▶ DIRECTION
Copy out each of the following lines word for word, changing nothing.

▶ MATERIAL SHOWN
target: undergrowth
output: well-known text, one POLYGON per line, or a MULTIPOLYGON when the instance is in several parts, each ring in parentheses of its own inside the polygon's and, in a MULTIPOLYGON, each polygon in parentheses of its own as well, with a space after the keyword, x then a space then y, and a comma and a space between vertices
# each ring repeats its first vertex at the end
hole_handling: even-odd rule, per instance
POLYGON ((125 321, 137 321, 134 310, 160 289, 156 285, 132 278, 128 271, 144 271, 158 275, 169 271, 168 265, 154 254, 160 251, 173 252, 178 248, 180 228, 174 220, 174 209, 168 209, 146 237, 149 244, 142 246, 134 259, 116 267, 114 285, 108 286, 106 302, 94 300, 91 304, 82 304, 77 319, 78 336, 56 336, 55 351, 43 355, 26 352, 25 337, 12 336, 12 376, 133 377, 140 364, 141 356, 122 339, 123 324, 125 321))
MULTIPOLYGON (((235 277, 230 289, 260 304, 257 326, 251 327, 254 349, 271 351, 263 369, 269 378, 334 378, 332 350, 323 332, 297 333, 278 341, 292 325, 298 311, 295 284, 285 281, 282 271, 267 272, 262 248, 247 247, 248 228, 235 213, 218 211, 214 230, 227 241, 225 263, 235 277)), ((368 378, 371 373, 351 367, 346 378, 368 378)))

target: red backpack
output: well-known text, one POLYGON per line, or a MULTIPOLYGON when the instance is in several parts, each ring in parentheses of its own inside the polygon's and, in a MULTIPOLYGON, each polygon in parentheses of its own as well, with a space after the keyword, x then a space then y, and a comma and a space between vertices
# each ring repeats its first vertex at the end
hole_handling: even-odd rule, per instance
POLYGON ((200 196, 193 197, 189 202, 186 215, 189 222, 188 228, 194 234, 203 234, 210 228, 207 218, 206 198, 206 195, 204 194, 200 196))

▶ OUTPUT FOR THIS TASK
target: undergrowth
output: well-known text, one POLYGON per line, or a MULTIPOLYGON when the instance is in several parts, each ring in parentheses of its own inside the polygon's and, in a MULTIPOLYGON, each polygon in parentheses of its own as well, with a space after the keyword, x then a space then y, and a comma and a space between vertices
# each ring repeats its first vertex at the end
hole_handling: even-odd rule, per instance
POLYGON ((125 321, 137 321, 134 310, 160 289, 156 285, 132 278, 128 271, 144 271, 158 275, 169 271, 168 265, 154 254, 160 251, 173 252, 178 248, 180 228, 174 220, 174 209, 168 209, 146 237, 149 244, 142 246, 134 259, 116 267, 114 285, 108 286, 106 302, 94 300, 91 304, 82 304, 77 319, 78 336, 56 336, 55 351, 43 355, 26 352, 25 337, 12 336, 12 376, 133 377, 140 364, 141 356, 122 339, 123 324, 125 321))
MULTIPOLYGON (((235 277, 230 289, 260 304, 257 326, 251 327, 254 349, 271 351, 263 369, 269 378, 334 378, 332 350, 323 332, 297 333, 278 341, 292 325, 298 311, 295 284, 285 281, 282 271, 267 272, 262 248, 247 247, 248 228, 235 213, 218 211, 214 230, 227 241, 225 263, 235 277)), ((368 378, 371 373, 351 367, 346 378, 368 378)))

target: red backpack
output: well-known text, one POLYGON per line, or a MULTIPOLYGON when the instance is in several parts, each ring in parentheses of its own inside the polygon's and, in a MULTIPOLYGON, each polygon in parentheses of its own as well, with a space after the keyword, x then a space then y, and a comma and a space between vertices
# each ring repeats its first vertex at the end
hole_handling: even-odd rule, per instance
POLYGON ((200 196, 193 197, 189 202, 186 215, 189 222, 188 228, 194 234, 203 234, 210 228, 207 218, 206 198, 206 195, 204 194, 200 196))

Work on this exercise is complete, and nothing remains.